─── Provided records ───

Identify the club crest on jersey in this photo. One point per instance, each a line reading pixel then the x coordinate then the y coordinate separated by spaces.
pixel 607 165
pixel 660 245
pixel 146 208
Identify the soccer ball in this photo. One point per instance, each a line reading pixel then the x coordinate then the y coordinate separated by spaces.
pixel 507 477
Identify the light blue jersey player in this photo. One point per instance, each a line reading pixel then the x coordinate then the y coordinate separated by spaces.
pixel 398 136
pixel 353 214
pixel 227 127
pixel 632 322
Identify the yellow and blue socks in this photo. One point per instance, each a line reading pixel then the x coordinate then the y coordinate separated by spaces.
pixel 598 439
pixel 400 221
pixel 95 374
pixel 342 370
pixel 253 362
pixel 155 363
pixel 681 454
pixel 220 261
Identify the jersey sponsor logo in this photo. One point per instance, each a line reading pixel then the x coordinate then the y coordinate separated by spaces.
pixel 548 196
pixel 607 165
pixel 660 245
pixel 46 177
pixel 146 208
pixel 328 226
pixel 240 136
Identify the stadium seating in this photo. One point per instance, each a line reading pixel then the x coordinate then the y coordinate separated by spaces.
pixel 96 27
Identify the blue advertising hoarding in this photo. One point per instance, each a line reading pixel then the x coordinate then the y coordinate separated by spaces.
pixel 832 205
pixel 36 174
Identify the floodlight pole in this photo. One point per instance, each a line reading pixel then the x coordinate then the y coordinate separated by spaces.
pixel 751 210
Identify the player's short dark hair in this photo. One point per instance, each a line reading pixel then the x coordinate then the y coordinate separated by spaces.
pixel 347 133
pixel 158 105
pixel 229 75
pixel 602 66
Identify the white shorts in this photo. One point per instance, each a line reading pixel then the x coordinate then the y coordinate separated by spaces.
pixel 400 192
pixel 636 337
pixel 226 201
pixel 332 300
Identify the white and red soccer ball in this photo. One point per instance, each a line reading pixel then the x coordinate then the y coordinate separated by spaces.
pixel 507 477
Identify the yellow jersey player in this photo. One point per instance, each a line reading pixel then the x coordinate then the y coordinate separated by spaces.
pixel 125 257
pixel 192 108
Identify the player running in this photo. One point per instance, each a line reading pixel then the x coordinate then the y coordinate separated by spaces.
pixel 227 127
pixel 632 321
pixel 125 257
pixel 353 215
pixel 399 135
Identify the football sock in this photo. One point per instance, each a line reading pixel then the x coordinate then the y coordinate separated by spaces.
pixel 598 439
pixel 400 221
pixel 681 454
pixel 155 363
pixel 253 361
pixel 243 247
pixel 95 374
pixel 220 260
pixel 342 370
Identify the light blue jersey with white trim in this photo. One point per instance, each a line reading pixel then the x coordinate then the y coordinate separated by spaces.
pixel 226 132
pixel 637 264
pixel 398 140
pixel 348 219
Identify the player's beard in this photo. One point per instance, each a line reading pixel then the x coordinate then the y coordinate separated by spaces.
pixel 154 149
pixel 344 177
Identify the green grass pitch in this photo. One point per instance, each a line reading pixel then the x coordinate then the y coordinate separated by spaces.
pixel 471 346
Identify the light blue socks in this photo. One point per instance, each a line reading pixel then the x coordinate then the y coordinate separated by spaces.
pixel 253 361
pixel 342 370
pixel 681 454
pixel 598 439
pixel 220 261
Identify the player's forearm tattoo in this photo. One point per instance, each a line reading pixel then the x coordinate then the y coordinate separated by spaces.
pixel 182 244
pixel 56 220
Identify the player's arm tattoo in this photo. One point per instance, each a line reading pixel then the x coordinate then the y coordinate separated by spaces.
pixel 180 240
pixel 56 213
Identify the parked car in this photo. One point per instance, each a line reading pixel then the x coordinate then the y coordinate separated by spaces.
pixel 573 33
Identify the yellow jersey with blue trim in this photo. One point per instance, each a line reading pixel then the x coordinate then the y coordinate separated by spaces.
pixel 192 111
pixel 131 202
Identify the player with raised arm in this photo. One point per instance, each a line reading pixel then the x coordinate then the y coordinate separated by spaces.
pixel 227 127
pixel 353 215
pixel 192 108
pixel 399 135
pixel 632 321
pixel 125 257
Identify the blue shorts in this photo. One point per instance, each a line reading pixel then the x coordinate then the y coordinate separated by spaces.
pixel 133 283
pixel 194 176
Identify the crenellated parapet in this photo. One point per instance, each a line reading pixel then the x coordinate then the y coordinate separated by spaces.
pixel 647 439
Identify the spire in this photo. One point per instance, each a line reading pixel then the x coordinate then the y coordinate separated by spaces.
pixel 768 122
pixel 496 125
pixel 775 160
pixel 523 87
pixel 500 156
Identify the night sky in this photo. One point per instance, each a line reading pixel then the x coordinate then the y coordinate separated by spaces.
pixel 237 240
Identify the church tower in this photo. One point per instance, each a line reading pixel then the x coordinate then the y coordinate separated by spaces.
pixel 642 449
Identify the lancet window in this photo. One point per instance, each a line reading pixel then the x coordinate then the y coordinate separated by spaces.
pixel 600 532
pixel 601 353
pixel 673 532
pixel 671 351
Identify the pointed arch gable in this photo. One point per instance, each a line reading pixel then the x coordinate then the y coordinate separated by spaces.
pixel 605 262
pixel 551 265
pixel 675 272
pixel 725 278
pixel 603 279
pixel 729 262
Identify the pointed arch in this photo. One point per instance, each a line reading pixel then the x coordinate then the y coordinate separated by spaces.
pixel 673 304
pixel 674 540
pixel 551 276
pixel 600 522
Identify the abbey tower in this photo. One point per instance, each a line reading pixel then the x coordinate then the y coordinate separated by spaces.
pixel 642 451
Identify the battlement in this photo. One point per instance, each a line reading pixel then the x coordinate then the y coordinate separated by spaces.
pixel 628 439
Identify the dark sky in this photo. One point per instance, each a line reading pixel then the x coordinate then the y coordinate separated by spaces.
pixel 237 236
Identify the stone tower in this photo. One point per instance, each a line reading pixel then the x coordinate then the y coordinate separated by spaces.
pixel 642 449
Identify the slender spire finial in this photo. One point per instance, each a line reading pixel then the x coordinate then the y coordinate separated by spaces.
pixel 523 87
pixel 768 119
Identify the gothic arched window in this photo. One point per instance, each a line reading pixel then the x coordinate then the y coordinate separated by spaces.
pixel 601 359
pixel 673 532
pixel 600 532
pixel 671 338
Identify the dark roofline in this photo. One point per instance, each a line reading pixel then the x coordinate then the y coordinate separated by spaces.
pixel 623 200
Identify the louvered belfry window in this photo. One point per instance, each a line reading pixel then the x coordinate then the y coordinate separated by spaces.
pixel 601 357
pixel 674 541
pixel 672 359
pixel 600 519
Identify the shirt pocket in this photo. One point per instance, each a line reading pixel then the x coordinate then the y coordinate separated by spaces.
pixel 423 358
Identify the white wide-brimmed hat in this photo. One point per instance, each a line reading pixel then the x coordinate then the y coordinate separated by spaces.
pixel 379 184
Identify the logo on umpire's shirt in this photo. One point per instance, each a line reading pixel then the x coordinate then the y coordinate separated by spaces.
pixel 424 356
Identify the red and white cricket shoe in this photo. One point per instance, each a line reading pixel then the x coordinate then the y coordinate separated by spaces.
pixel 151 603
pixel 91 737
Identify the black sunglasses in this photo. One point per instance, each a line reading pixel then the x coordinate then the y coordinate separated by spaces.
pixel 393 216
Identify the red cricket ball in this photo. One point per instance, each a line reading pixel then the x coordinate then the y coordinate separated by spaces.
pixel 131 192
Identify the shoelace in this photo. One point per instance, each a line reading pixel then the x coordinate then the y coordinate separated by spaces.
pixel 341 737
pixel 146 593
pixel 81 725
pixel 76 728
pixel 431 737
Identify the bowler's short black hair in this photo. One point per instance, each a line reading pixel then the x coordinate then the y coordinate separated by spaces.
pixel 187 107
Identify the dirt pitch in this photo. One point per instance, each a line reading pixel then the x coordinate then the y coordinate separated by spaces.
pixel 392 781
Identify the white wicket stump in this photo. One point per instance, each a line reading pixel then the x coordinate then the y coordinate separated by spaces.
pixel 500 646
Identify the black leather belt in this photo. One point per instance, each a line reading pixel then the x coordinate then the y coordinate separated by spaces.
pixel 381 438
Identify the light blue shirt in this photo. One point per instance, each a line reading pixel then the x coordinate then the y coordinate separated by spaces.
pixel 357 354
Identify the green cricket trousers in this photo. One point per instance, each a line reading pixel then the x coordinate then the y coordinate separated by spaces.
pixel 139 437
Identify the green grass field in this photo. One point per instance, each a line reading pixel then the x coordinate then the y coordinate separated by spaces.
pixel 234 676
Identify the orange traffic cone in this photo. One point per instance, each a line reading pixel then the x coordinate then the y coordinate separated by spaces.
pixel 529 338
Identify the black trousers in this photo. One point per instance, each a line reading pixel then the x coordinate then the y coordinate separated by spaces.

───

**Problem:** Reproduce the listing lines from the one containing "Identify the stone" through the one containing "pixel 379 184", inclusive, substituting "opening" for every "window" and changing nothing else.

**Result:**
Identify the stone tower in this photo. One point per instance, each a line reading pixel then the x coordinate then the y coordinate separated by spaces.
pixel 642 449
Identify the slender spire finial in this photo. One point per instance, each a line reading pixel then the x coordinate then the y coordinate separated by spaces.
pixel 523 87
pixel 768 119
Identify the gothic arched opening in this photo. One point per instance, each a line reading pixel then the x coordinate then the y coordinate separated by spaces.
pixel 601 359
pixel 673 532
pixel 600 532
pixel 671 338
Identify the dark roofline in this photo. One point per instance, each a line reading pixel then the x coordinate then the y coordinate separated by spaces.
pixel 623 200
Identify the louvered belfry opening in this photo. One point per instance, each a line reading pixel then the x coordinate then the y coordinate separated by spaces.
pixel 601 357
pixel 674 541
pixel 672 359
pixel 600 519
Identify the shirt pocket in this photo. One point per instance, each a line reading pixel then the x coordinate then the y coordinate separated by spaces.
pixel 423 358
Identify the white wide-brimmed hat in this photo. One point per instance, each a line reading pixel then the x coordinate then the y coordinate separated by spaces.
pixel 379 184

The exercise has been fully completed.